(Picture region annotation data)
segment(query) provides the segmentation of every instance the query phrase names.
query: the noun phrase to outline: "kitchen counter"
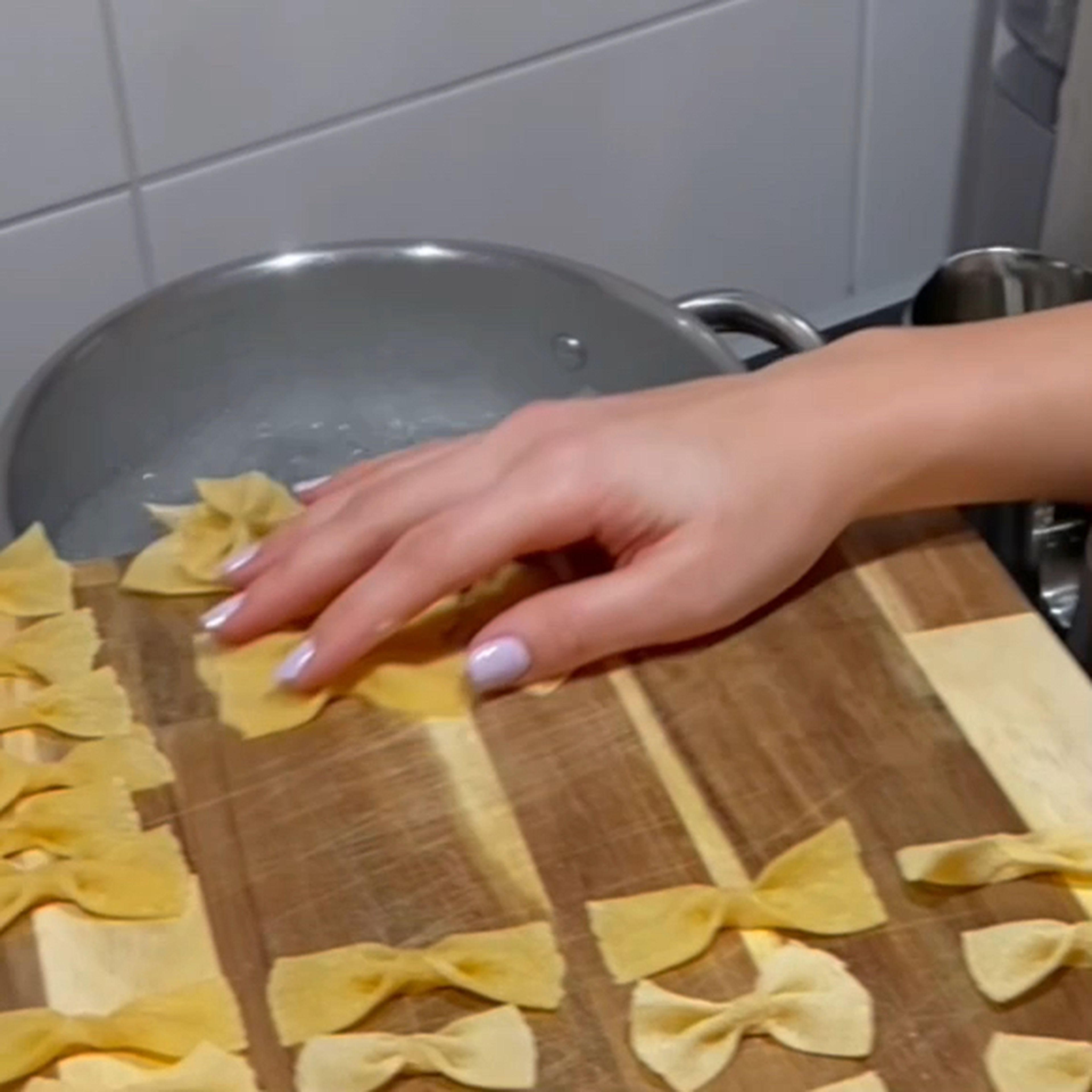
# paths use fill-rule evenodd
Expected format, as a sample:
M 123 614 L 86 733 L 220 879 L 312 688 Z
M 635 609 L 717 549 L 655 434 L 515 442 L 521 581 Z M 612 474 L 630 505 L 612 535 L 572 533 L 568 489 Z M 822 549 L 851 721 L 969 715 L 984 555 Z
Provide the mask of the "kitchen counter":
M 746 882 L 841 817 L 891 921 L 809 942 L 871 990 L 875 1054 L 864 1066 L 749 1040 L 711 1092 L 806 1092 L 865 1068 L 899 1092 L 985 1092 L 992 1032 L 1089 1037 L 1092 975 L 1068 972 L 998 1008 L 968 977 L 959 935 L 1077 919 L 1092 892 L 1035 880 L 913 890 L 894 866 L 910 843 L 1092 827 L 1092 682 L 953 513 L 856 526 L 750 625 L 582 674 L 547 697 L 503 697 L 473 720 L 431 726 L 341 702 L 249 741 L 216 722 L 193 675 L 205 604 L 121 595 L 118 573 L 114 562 L 81 567 L 79 598 L 177 771 L 141 811 L 185 843 L 266 1092 L 292 1088 L 264 1001 L 274 958 L 541 918 L 569 972 L 561 1009 L 530 1017 L 538 1089 L 663 1088 L 628 1049 L 629 989 L 600 961 L 584 902 Z M 657 981 L 735 996 L 768 940 L 723 933 Z M 120 958 L 116 946 L 93 948 L 81 954 L 23 922 L 0 942 L 0 1007 L 56 1004 L 59 966 L 72 959 L 103 962 L 81 987 L 93 1004 Z M 180 941 L 173 960 L 186 959 Z M 435 1029 L 485 1006 L 453 992 L 401 998 L 367 1026 Z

◆ **Your goal**
Rewrite the data from its first line through the line containing "M 123 614 L 86 733 L 220 879 L 312 688 Z", changing "segmentation" to "mask" and leaving everything else unchanged. Omit the picture from your answer.

◆ **Output**
segment(query) provides the mask of every instance the query phrase names.
query: the noun phrase to outline: "kitchen counter"
# paths use fill-rule evenodd
Expected format, as a sample:
M 123 614 L 86 733 L 220 879 L 312 688 Z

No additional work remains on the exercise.